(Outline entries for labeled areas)

##########

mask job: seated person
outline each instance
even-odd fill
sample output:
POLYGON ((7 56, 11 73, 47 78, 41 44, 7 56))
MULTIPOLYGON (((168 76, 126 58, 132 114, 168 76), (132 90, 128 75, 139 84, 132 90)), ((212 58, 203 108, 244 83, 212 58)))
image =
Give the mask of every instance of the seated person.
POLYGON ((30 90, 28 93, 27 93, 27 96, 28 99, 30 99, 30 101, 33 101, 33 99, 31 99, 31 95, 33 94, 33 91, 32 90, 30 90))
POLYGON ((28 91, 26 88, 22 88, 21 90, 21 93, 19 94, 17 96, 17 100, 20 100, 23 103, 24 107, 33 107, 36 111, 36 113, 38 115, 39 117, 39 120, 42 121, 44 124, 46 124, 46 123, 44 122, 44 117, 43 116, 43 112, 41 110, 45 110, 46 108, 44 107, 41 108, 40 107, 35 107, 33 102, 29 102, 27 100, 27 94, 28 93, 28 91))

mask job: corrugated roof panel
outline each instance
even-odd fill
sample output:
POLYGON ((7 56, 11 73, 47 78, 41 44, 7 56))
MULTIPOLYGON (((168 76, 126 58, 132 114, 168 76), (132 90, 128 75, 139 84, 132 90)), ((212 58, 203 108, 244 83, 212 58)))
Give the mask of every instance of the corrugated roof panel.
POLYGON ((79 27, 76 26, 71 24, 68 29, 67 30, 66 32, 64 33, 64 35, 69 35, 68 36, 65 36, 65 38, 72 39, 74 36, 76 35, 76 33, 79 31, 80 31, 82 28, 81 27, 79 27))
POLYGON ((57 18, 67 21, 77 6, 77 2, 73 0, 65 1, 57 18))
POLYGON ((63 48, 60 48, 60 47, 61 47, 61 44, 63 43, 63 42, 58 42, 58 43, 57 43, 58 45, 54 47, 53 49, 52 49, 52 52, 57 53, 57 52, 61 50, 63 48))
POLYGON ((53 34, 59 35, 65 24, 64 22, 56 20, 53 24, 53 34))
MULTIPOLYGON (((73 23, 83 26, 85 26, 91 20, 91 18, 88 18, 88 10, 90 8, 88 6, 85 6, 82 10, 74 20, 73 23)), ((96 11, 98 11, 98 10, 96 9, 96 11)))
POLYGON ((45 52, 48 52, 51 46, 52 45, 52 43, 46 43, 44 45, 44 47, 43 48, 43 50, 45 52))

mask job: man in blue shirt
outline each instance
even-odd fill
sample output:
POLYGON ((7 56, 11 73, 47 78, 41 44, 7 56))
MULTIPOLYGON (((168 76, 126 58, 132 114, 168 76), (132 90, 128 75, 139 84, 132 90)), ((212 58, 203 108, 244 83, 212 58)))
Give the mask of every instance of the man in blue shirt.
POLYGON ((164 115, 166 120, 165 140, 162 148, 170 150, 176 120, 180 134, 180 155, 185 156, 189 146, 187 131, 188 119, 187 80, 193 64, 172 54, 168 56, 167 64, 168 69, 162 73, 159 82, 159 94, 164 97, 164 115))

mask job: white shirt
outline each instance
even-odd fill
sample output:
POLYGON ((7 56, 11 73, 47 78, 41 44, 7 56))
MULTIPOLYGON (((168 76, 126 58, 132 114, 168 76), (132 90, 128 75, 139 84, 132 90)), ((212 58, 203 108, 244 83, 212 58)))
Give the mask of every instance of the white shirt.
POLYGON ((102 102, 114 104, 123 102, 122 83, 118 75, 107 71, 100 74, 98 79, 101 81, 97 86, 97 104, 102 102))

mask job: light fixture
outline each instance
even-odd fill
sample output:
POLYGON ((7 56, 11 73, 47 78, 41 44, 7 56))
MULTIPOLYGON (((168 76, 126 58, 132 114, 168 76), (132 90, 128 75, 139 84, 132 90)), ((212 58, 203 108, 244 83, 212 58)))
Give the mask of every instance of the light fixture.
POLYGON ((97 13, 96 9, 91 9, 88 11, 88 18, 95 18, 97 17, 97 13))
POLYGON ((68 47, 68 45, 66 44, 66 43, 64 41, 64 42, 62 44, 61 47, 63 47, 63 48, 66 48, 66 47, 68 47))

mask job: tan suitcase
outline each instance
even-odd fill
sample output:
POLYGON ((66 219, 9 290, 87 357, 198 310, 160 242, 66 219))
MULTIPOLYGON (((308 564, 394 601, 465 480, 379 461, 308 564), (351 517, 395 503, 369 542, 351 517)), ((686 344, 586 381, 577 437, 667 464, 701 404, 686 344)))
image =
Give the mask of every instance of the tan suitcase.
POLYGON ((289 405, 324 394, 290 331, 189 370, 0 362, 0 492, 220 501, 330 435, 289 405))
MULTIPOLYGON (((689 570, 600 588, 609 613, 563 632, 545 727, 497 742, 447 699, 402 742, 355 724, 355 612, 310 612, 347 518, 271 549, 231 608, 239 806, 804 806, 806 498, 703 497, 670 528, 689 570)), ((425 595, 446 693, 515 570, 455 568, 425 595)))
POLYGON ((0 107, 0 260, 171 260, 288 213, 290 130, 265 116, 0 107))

##########

#### TASK:
Transcribe the entire listing above verbatim, line for line.

#### WORKED SOLUTION:
mask job: seated person
outline each instance
even-odd fill
sample output:
POLYGON ((7 56, 11 73, 47 78, 41 44, 7 56))
MULTIPOLYGON (((168 76, 126 58, 132 114, 168 76), (132 90, 128 75, 139 84, 132 90)), ((212 58, 203 108, 244 83, 212 58)))
image =
Give the mask of every instance of the seated person.
POLYGON ((30 90, 28 93, 27 93, 27 96, 28 99, 30 99, 30 101, 33 101, 33 99, 31 99, 31 95, 33 94, 33 91, 32 90, 30 90))
POLYGON ((28 91, 26 88, 22 88, 21 90, 21 93, 19 94, 17 96, 17 100, 20 100, 23 103, 24 107, 33 107, 36 111, 36 113, 38 115, 39 117, 39 120, 42 121, 44 124, 46 124, 46 123, 44 122, 44 117, 43 116, 43 112, 41 110, 45 110, 46 108, 44 107, 41 108, 40 107, 35 107, 33 102, 29 102, 27 100, 27 94, 28 93, 28 91))

mask job: corrugated roof panel
outline each instance
even-odd fill
sample output:
POLYGON ((7 56, 11 73, 47 78, 41 44, 7 56))
MULTIPOLYGON (((168 76, 126 58, 132 114, 168 76), (132 90, 128 75, 139 84, 132 90)), ((212 58, 203 108, 244 83, 212 58)))
Give the mask of every instance of the corrugated roof panel.
POLYGON ((79 27, 76 26, 71 24, 68 29, 67 30, 66 32, 64 33, 64 35, 69 35, 68 36, 65 36, 65 38, 72 39, 74 36, 76 35, 76 33, 79 31, 80 31, 82 28, 81 27, 79 27))
POLYGON ((57 18, 67 21, 77 6, 77 2, 73 0, 65 1, 57 18))
POLYGON ((63 48, 60 48, 60 47, 61 47, 61 44, 63 43, 63 42, 58 42, 58 43, 57 43, 58 45, 54 47, 53 49, 52 49, 52 52, 57 53, 57 52, 61 50, 63 48))
POLYGON ((53 34, 59 35, 65 24, 64 22, 56 20, 53 24, 53 34))
MULTIPOLYGON (((73 23, 83 26, 85 26, 91 20, 91 18, 88 18, 88 10, 90 8, 88 6, 85 6, 82 10, 74 20, 73 23)), ((96 11, 98 11, 98 10, 96 9, 96 11)))
POLYGON ((45 52, 48 52, 51 46, 52 45, 52 43, 46 43, 44 45, 44 47, 43 48, 43 50, 45 52))

mask job: man in blue shirt
outline each instance
even-odd fill
sample output:
POLYGON ((7 56, 11 73, 47 78, 41 44, 7 56))
MULTIPOLYGON (((168 76, 126 58, 132 114, 168 76), (132 90, 128 75, 139 84, 132 90)), ((212 58, 203 108, 244 83, 212 58)))
Give the mask of every instance of the man in blue shirt.
POLYGON ((164 115, 166 120, 165 140, 162 148, 170 150, 176 120, 180 134, 180 155, 185 156, 189 146, 187 131, 188 119, 187 80, 193 64, 172 54, 168 56, 167 64, 168 69, 162 73, 159 82, 159 94, 164 97, 164 115))

mask job: white shirt
outline each instance
even-odd fill
sample output:
POLYGON ((7 56, 11 73, 47 78, 41 44, 7 56))
MULTIPOLYGON (((168 76, 126 58, 132 114, 168 76), (132 90, 128 75, 139 84, 132 90)), ((212 58, 203 108, 244 83, 212 58)))
Give the mask of every instance of the white shirt.
POLYGON ((102 102, 114 104, 123 102, 122 83, 118 75, 107 71, 100 74, 98 79, 101 81, 97 86, 97 104, 102 102))

mask job: light fixture
outline each instance
even-odd fill
sample output:
POLYGON ((7 56, 11 73, 47 78, 41 44, 7 56))
MULTIPOLYGON (((168 76, 126 58, 132 114, 168 76), (132 90, 128 75, 139 84, 132 90)), ((212 58, 203 108, 244 83, 212 58)))
Give the mask of every instance of the light fixture.
POLYGON ((97 13, 96 9, 91 9, 88 11, 88 18, 95 18, 97 17, 97 13))
POLYGON ((68 47, 68 45, 66 44, 66 43, 64 41, 64 42, 62 44, 61 47, 63 47, 63 48, 66 48, 66 47, 68 47))

mask job: tan suitcase
outline each instance
even-odd fill
sample output:
POLYGON ((66 219, 9 290, 87 357, 198 310, 160 242, 66 219))
MULTIPOLYGON (((308 564, 394 601, 465 480, 379 461, 308 564), (351 517, 395 503, 369 542, 351 517)), ((686 344, 586 381, 577 437, 667 464, 701 404, 686 344)))
image =
Give the mask of every instance of the tan suitcase.
POLYGON ((289 405, 324 394, 290 331, 189 370, 0 362, 0 492, 220 501, 330 435, 289 405))
MULTIPOLYGON (((689 570, 600 588, 609 613, 563 632, 545 727, 497 742, 447 699, 402 742, 355 724, 355 612, 310 612, 347 518, 271 549, 231 608, 239 806, 804 806, 806 498, 703 497, 670 528, 689 570)), ((425 595, 446 693, 515 570, 455 568, 425 595)))
POLYGON ((0 107, 0 260, 171 260, 288 213, 290 130, 265 116, 0 107))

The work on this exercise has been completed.